INSTRUCTIONS FOR THE TASK: Below is a block of records: output all of them exactly and leave out the pictures.

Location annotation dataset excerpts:
.....
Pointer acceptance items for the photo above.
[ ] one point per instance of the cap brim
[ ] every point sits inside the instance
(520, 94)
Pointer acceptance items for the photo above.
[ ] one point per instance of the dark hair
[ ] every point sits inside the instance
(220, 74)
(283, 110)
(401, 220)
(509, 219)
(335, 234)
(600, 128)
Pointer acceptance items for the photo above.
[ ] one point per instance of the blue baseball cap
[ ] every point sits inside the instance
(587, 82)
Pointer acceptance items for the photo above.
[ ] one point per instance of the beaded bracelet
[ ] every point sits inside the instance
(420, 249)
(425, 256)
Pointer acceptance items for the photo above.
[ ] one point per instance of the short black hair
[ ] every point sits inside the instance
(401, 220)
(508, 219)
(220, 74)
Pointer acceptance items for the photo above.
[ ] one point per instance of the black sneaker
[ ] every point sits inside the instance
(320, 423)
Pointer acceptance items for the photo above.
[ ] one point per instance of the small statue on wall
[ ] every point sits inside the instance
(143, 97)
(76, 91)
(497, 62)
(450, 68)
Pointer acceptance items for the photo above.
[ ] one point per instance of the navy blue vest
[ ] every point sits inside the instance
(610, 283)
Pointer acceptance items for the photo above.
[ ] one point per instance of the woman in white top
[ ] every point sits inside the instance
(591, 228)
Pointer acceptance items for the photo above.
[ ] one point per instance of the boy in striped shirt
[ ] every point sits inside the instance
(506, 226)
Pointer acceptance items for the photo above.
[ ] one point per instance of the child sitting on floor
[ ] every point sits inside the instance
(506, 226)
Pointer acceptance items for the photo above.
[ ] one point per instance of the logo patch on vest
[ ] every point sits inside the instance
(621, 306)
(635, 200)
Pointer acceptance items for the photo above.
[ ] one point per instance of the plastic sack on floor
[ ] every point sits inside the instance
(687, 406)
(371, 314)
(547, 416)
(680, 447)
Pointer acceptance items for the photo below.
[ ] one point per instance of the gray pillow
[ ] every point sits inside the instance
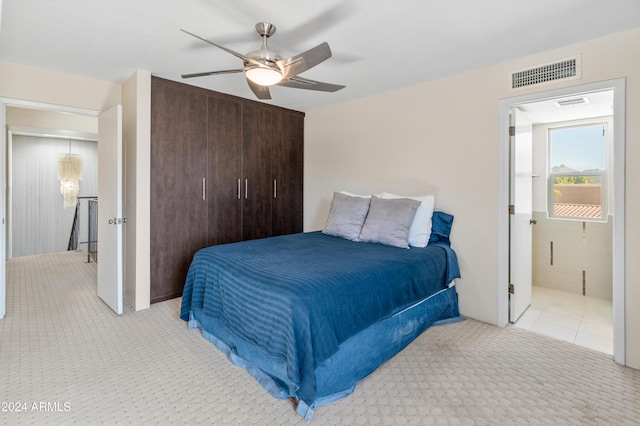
(389, 221)
(346, 216)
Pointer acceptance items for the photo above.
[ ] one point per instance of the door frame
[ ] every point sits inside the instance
(619, 262)
(4, 103)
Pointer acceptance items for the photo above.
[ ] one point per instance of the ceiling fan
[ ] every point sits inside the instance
(264, 67)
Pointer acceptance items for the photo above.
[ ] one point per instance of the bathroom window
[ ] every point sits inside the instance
(577, 173)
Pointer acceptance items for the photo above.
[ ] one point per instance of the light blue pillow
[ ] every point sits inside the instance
(346, 216)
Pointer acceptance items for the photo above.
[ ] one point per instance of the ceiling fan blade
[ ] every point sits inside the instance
(305, 83)
(299, 63)
(234, 53)
(262, 92)
(202, 74)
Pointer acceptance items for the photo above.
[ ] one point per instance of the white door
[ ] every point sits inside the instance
(3, 235)
(522, 215)
(110, 220)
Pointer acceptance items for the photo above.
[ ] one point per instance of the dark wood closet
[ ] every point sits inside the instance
(223, 169)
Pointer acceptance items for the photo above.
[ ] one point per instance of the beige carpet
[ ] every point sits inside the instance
(65, 358)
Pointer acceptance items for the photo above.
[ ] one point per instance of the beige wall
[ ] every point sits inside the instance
(48, 87)
(51, 120)
(442, 137)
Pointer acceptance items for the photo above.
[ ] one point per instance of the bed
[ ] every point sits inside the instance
(311, 314)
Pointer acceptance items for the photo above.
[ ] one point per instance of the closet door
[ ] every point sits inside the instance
(178, 165)
(224, 182)
(256, 168)
(287, 173)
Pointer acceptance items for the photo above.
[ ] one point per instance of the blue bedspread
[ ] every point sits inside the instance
(300, 296)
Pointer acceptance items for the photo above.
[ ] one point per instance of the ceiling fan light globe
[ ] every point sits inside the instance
(264, 76)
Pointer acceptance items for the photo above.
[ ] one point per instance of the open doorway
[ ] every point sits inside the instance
(38, 131)
(572, 215)
(40, 219)
(617, 87)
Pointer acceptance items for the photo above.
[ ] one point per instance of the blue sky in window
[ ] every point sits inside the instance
(580, 148)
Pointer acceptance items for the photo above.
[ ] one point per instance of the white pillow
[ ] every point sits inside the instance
(351, 194)
(420, 230)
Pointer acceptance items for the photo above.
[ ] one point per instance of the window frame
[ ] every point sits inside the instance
(603, 175)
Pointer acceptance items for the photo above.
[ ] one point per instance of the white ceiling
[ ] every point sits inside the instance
(377, 46)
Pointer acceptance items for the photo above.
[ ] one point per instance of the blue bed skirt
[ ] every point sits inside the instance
(356, 358)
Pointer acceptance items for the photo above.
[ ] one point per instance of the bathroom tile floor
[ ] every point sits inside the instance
(583, 320)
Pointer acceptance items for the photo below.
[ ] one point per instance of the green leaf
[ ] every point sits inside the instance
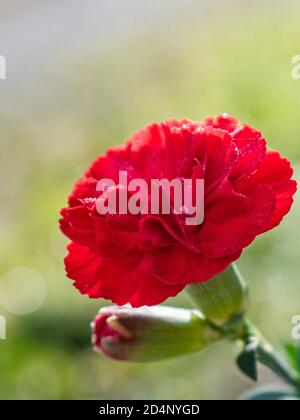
(247, 362)
(293, 353)
(271, 393)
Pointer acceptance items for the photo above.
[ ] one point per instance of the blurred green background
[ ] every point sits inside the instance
(82, 76)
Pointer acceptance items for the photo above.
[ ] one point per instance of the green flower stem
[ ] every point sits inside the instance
(222, 298)
(223, 302)
(268, 356)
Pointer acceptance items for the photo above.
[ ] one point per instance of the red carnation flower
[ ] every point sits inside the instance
(145, 259)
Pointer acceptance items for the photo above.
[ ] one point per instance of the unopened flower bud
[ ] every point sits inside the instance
(149, 334)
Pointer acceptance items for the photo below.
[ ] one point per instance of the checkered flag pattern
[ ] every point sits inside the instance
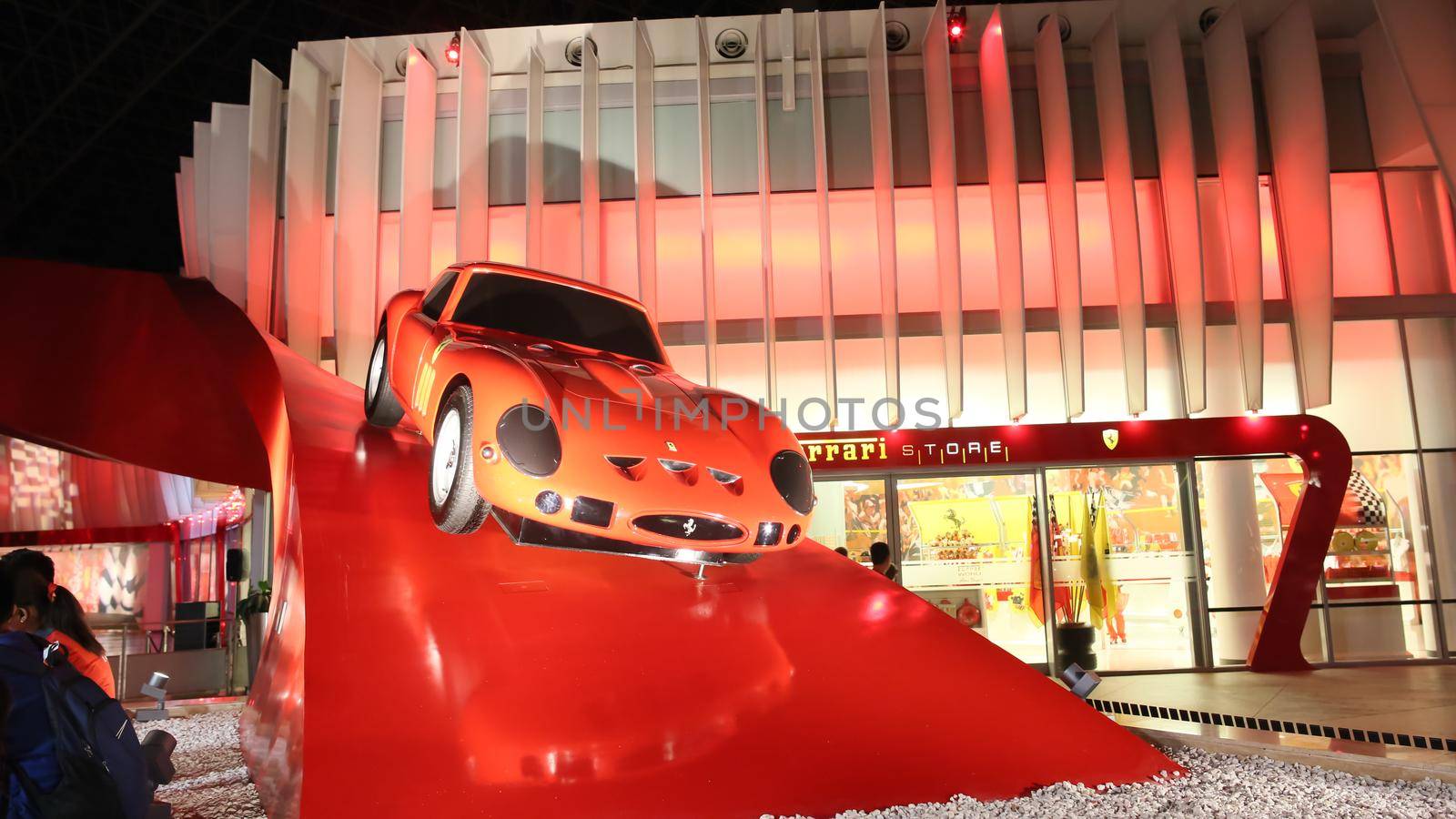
.....
THE RESPONSE:
Pointer acceptance items for the photo above.
[ ] one point per instance of the cap brim
[ ] every point sits inside the instance
(520, 94)
Pointer acceptance items for the photo above.
[ ] one point per instance of the dark hair
[ ] every point sits inside the instance
(220, 74)
(283, 110)
(401, 220)
(509, 219)
(335, 234)
(600, 128)
Pointer acceptance items for the photo above.
[ ] one point per instance of the blue baseball cap
[ ] every point sits inside the instance
(587, 82)
Pointer acceptance items for the photo above.
[ ] one point per instance of the beaded bracelet
[ ] every point sits inside the instance
(420, 249)
(425, 256)
Pointer acceptance items for the photo above.
[ ] one point per instance of the short black hair
[ ] every point sits inside the instance
(401, 220)
(508, 219)
(220, 74)
Pointer acceptance items for the photo above.
[ ] one point per instance of the black sneaker
[ ] every point sits inside the instance
(320, 423)
Pointer acceptance items for the photo above.
[ ] one point per instance of the small statue on wall
[ ] every point sits inside the instance
(143, 97)
(76, 91)
(497, 62)
(450, 68)
Pointer acceptance items for the photo above.
[ ] one point per instance of the navy blue vest
[ ] every point sits inside the instance
(610, 283)
Pointer acceptance items for the photo above.
[ ] one point per instance of the woman in white top
[ ] every point sits inside the instance
(591, 228)
Pointer acceptance items for the photo above.
[ ] one point per instance of the boy in striped shirt
[ ] every point sits inside the instance
(506, 226)
Pointer acceptance items for the photo above.
[ ] one point per instance of the child sitting on floor
[ ] every point sits inside the instance
(506, 226)
Pointer acceptance items for the photo above.
[ ] one point per instance of the logo patch on vest
[ ] every point sits inside the instance
(621, 306)
(635, 200)
Pointer acceptance items for the photo above.
[ ] one point per instance of the plastic sack on floor
[ ] every point sits inside the instance
(687, 406)
(371, 314)
(547, 416)
(680, 447)
Pointer acceptance items for the photo below.
[ ] one point per instance of the gray pillow
[ ] every point sits inside the instance
(389, 221)
(346, 216)
Pointer acceptance items for the photo above.
[ ] one point per instance of the door frame
[ ] every point sits inside the instance
(619, 262)
(4, 103)
Pointer acceptance items for the photo above.
[ ] one point per instance of the ceiling fan
[ ] every point sits inside the instance
(264, 67)
Pointer acceptance items for the photo above.
[ ] one point per instance of the bathroom window
[ ] every point sits inside the instance
(577, 173)
Pointer acceptance items for the photo above.
[ ] one point per instance of the light blue pillow
[ ] every point sits inside the instance
(346, 216)
Pointer acceptance items for the photo above.
[ ] one point per instance of the ceiling fan blade
[ ] every point sits inside the instance
(305, 83)
(299, 63)
(234, 53)
(262, 92)
(202, 74)
Pointer acceptance items for the photo above.
[ ] one point per instance of the white door
[ ] every point sits inside the instance
(3, 235)
(522, 215)
(110, 220)
Pointer acceptance items for the photo above.
[ ] one point per instance of the dark wood closet
[ ] every point sits inside the instance
(223, 169)
Pointer acceptance items for the photo above.
[ ] one point per instance of the beige carpet
[ ] every point sits inside the instance
(65, 358)
Pointer acceptance items for the photo above.
[ ] one point per instance of the beige wall
[ ] every point sits inside the instance
(48, 87)
(51, 120)
(442, 137)
Pointer acceptance items for the photo above.
[ ] one point per instance of the bed
[ ] every point sits inside the instance
(311, 314)
Pointer acceptance items for the photo above.
[ ] one point per instance of the closet door
[ ] every point sits inside the instance
(178, 165)
(224, 182)
(256, 168)
(287, 173)
Pointer acceptance items for the photo above.
[ ] one point per instance of the blue bedspread
[ ] every point sits inside the instance
(300, 296)
Pointer acceptance items for the photo above.
[ ] one point per instance of the ceiling fan light globe
[ ] every point sits inside the instance
(264, 76)
Pointer acceptance items for the photo above.
[ ] one point per instance of the open doorway
[ ] every point sits inside the instance
(38, 131)
(572, 215)
(40, 219)
(617, 87)
Pointer acceptance items for the photo above.
[ ] one point per instance of the blue sky in window
[ ] every point sits inside the instance
(580, 148)
Pointer acceptance items for the photo above.
[ ] one point per instance of the white pillow
[ ] every point sits inside the instance
(351, 194)
(420, 230)
Pointer acceptance items for the photo above.
[ ] one point per instance of the window frame
[ ] every point sits inside the instance
(603, 175)
Pointer acceptance items for the photo above.
[ ] one point per instance of the white ceiling
[ ] every point sits inside the instance
(377, 46)
Pointer acceptance items for the photo above.
[ ] one point per instance of the blue bed skirt
[ ] every point sits inside the instance
(356, 358)
Pointer acceptance items for the photo above.
[ ] one point per instance of the bathroom tile floor
[ ] every point sits inside the instance
(583, 320)
Pointer acceptance items for the photo below.
[ ] one point per instance of the green leaf
[ ] every point sits inside the instance
(247, 362)
(293, 353)
(271, 393)
Pointer acceptance items for the photo above.
[ ] one point per instance of the blurred green background
[ ] every point sits inside the instance
(82, 76)
Pointer acceptance items for the photo above.
[ ] one point per instance of the green flower stem
[ ] every point sits inside the instance
(222, 298)
(223, 302)
(268, 356)
Pointer acceptance items for the photo above.
[ ] one point per instance of the red carnation flower
[ ] every point sits inside the instance
(145, 259)
Pointer acceptance items for the photo above.
[ ] one point per instance of the unopened flower bud
[ ] every point sits inside the instance
(149, 334)
Pointer acceptance items for the photo below.
[ ] one point per instance of the checkered flag pattern
[ ] every point sits inside the instance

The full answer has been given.